[PROBLEM TO SOLVE] Return each line of the data below exactly, omitting any pictures.

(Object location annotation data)
· · · ·
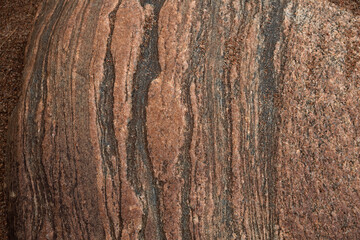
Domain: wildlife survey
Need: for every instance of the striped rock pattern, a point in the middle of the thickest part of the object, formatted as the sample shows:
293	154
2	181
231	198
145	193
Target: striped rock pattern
167	119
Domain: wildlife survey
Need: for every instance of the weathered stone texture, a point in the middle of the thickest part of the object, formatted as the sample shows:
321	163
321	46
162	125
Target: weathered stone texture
188	120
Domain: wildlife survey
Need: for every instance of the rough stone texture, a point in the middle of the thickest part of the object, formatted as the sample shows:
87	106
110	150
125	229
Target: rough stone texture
16	19
188	120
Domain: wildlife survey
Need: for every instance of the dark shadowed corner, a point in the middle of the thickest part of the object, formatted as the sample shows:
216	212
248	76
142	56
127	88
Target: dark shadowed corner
16	19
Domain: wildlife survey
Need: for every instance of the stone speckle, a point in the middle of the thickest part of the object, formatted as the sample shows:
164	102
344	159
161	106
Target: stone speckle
188	120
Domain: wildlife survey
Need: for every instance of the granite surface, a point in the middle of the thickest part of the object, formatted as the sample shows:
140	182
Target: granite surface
188	120
16	18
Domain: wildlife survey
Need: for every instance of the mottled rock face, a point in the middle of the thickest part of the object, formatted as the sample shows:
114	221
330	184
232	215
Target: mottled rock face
189	120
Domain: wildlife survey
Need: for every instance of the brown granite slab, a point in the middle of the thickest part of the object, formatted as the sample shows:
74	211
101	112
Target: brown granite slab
188	120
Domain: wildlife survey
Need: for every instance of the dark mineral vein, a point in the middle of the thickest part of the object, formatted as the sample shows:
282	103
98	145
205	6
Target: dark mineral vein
148	68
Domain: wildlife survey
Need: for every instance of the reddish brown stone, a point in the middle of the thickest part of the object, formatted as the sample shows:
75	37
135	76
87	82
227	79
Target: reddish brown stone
188	120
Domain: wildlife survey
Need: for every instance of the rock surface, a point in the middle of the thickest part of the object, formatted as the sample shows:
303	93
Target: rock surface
188	120
16	20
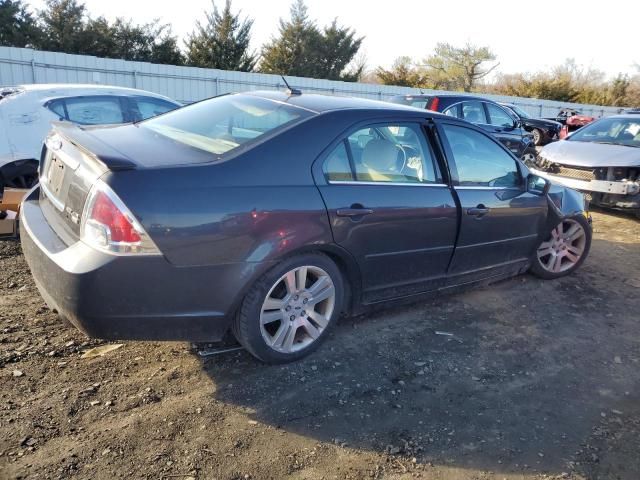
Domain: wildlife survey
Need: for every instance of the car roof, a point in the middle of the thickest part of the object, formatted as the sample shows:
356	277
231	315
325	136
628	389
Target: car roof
317	103
56	90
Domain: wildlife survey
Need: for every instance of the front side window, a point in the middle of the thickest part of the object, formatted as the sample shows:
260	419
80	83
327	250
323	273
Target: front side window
474	112
498	116
147	107
479	160
94	110
386	153
453	111
222	124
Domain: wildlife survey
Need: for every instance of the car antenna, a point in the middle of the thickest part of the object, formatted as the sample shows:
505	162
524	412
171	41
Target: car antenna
290	91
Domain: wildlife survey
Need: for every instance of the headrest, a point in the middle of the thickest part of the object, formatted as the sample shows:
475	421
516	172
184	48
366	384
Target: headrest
380	154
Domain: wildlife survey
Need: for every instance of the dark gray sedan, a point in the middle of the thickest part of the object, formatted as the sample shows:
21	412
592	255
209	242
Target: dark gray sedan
274	213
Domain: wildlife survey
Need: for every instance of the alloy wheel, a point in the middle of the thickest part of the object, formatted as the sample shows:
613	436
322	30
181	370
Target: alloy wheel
536	136
564	248
297	309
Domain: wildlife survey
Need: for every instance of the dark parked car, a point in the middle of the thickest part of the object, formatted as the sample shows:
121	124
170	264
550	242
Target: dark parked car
487	114
272	214
543	131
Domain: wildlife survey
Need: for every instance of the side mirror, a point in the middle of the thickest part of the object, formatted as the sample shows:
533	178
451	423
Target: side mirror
537	185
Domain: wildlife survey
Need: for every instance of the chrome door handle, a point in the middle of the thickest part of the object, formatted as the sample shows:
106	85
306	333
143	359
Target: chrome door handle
353	212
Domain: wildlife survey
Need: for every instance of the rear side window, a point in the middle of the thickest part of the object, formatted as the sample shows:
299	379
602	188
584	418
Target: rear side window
479	161
474	112
383	153
147	107
94	110
222	124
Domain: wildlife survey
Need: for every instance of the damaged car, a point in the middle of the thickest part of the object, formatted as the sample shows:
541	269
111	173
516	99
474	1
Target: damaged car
287	210
601	159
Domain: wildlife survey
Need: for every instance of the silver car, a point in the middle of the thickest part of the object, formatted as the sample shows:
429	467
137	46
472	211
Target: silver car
601	159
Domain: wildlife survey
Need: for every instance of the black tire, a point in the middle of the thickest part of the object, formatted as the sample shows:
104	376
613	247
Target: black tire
246	325
540	271
538	136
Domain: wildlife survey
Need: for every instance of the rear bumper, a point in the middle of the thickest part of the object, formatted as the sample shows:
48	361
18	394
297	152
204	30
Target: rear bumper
130	298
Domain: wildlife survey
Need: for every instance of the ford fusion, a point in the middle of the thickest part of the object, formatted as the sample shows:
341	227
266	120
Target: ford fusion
271	214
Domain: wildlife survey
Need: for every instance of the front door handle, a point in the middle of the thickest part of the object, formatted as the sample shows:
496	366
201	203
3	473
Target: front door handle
478	211
353	212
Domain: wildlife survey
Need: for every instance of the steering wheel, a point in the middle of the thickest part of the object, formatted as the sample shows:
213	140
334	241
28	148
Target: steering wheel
402	159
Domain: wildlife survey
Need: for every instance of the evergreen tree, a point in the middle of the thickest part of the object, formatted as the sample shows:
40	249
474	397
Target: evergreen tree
63	23
222	42
18	28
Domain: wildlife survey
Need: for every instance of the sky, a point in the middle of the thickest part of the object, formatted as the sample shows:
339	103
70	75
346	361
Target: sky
525	36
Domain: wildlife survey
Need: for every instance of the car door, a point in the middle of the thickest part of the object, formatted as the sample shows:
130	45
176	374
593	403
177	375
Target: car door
389	207
500	220
503	126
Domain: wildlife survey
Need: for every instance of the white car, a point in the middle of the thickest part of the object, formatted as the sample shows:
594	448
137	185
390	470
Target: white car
26	113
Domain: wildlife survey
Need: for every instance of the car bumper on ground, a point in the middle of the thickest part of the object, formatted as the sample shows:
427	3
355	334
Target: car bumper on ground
· · · ·
[SOLVED EXERCISE]
Domain: wildlife survey
Need: for every instance of the striped rock pattern, a point in the middle of the thickest part of the object, formatted as the sample shows:
293	154
2	181
231	198
145	193
Target: striped rock pattern
167	119
Domain: wildlife survey
Need: for every instance of the weathered stone texture, a point in the middle of the thickest part of the object, formatted as the sample shows:
321	163
321	46
162	125
Target: weathered stone texture
188	120
Domain: wildlife survey
Need: for every instance of the rough stone texture, a point in the middle of the thickest part of the object, formatted as the sample shows:
87	106
110	150
125	229
Target: rough stone texture
16	19
188	120
Domain: wildlife survey
Need: for every instance of the dark shadowed corner, a point in the middle of the thickest part of the object, formatted as the sample shows:
216	212
248	76
142	56
127	88
Target: dark shadowed corner
16	19
Domain: wildlife survey
Need: for every instance of the stone speckle, a point in the middle of the thickest part of the object, formatted as the sample shows:
164	102
344	159
161	106
Target: stone speckle
188	120
Domain: wildlife survey
Need: for every instance of the granite surface, a point in the middle of the thickest part of the object, formatted as the sample shows:
140	182
Target: granite surface
188	120
16	18
Domain: wildlife survey
Need: for every instance of the mottled rock face, a point in the middle of the thickest part of the object, formatted as the sample shows:
114	221
330	184
232	215
Target: mottled rock face
189	120
Domain: wildlife survey
Need: for every instance of the brown granite slab, a point in the middle of the thickest part of the object, formatted as the sample shows:
74	211
101	112
Target: brown granite slab
188	120
Domain: wildlife survey
Need: for every instance of the dark mineral vein, a point in the middle of the thickest part of the object, formatted as the sample shows:
282	103
98	145
205	6
Target: dark mineral vein
148	68
Domain: wildlife survey
Need: for every instance of the reddish brown stone, a point in the middle of the thickest part of the object, formatted as the sample shows:
75	37
135	76
87	82
227	79
Target: reddish brown stone
188	120
Domain: wildlife survey
Need: for every instance of the rock surface, a point in the middle of the thickest part of the object, formatted as the sample shows:
303	93
Target: rock surface
188	120
16	20
Domain: wildlife survey
Need: for every instance of the car roof, a point in the middle of the thickest part of the object, formatted as the sample shows:
356	277
231	315
325	136
628	389
Target: car roof
317	103
56	90
Domain: wildlife survey
Need: for every instance of the front side window, a point in the middle of the thickest part of the object, formatted as the sample shows:
260	419
80	83
327	250
323	273
Target: front side window
474	112
498	116
147	107
479	160
94	110
386	153
453	111
222	124
Domain: wildlife survey
Need: for every instance of the car antenna, a point in the middle of the thickest part of the object, formatted as the sample shows:
505	162
524	412
171	41
Target: car antenna
290	91
Domain: wildlife survey
Need: for every instance of the headrest, a point in the middle of the thickest part of the object, formatted as the sample shows:
475	421
516	172
184	48
366	384
Target: headrest
380	154
Domain: wildlife survey
Need: for every instance of the dark gray sedan, a point in the middle of the thickest part of the object, formatted as the sample shows:
21	412
592	255
209	242
Target: dark gray sedan
274	213
Domain: wildlife survey
Need: for every instance of the alloy wheel, a point in the middle of the thickest part of the object, formatted as the sample shows:
613	436
322	30
181	370
Target: alloy wheel
536	136
564	248
297	309
Domain: wildlife survey
Need: for every instance of the dark parked car, a point in the middle of the thickest part of the object, formatted as the sample shows:
121	124
170	264
550	242
Target: dark parked car
487	114
272	214
543	131
Domain: wildlife survey
Need: for every instance of the side mirror, a point in the middle of the thickest part of the object, formatted as the sample shows:
533	178
451	423
Target: side mirror
537	185
Domain: wildlife survey
Need: for every instance of the chrome door handle, a point in the middle of the thickest part of the object, formatted as the sample shows:
106	85
306	333
143	359
Target: chrome door handle
353	212
Domain: wildlife survey
Need: for every instance of the rear side window, a point in the middle of the thickest part of the object, formatted as the sample shows:
299	379
602	188
584	418
Target: rear side window
479	161
474	112
383	153
147	107
94	110
222	124
Domain: wildlife survey
Need: for every instance of the damaged car, a point in the middle of the thickest part of the object, formatted as the sample shows:
541	269
111	173
516	99
474	1
Target: damaged car
287	210
601	159
Domain: wildlife survey
Need: for every instance of the silver car, a point in the middle of the thickest part of the object, formatted as the sample shows:
429	467
137	46
472	211
Target: silver car
601	159
Domain: wildlife survey
Need: for every instance of the black tire, a point in the middle of the thickest part of the object, formatted as the sample shows:
104	376
613	247
Target: black tire
246	325
540	271
538	136
Domain: wildlife survey
Need: for every instance of the rear bumper, a point in the middle of the thickest part of the object, formatted as the sample shows:
48	361
18	394
297	152
204	30
Target: rear bumper
130	298
Domain: wildlife survey
Need: for every instance of the ford fusion, a point in the middle of the thickest part of the object, formatted as the sample shows:
341	227
266	120
Target: ford fusion
271	214
Domain: wildlife survey
Need: for every instance of the front door handle, a point in the middle of the thickest part of the object, formatted as the sample shows:
496	366
201	203
3	473
Target: front door handle
478	211
353	212
Domain: wildlife survey
Need: for every instance of the steering wheel, a point in the middle of the thickest part of the object, formatted as the sample shows:
213	140
334	241
28	148
Target: steering wheel
402	159
Domain: wildlife survey
Need: for every instance of the evergreen tree, a point in the middle of the thickest part of the object, formatted as the sample shows:
40	249
474	397
Target: evergreen tree
63	23
222	42
18	28
Domain: wildlife survey
Need: for every instance of the sky, a point in the middle of the thickest part of the object, formatted as the sample shows:
339	103
70	75
346	361
Target: sky
525	36
Domain: wildlife survey
Need: for every instance of the car door, a point in the middle of the thickest part of the object, formatted as the sample shows:
130	45
176	374
593	403
177	375
Target: car door
389	207
500	220
503	126
Domain: wildlife survey
Need: for every instance of the white car, a point in the middle of the thickest part of the object, formatted as the sample shows:
594	448
137	185
390	470
Target: white car
26	113
Domain: wildlife survey
Need: for every instance of the car bumper on ground, a point in the middle of the thickest part of the object, formatted as the sample shows:
427	3
355	334
Target: car bumper on ground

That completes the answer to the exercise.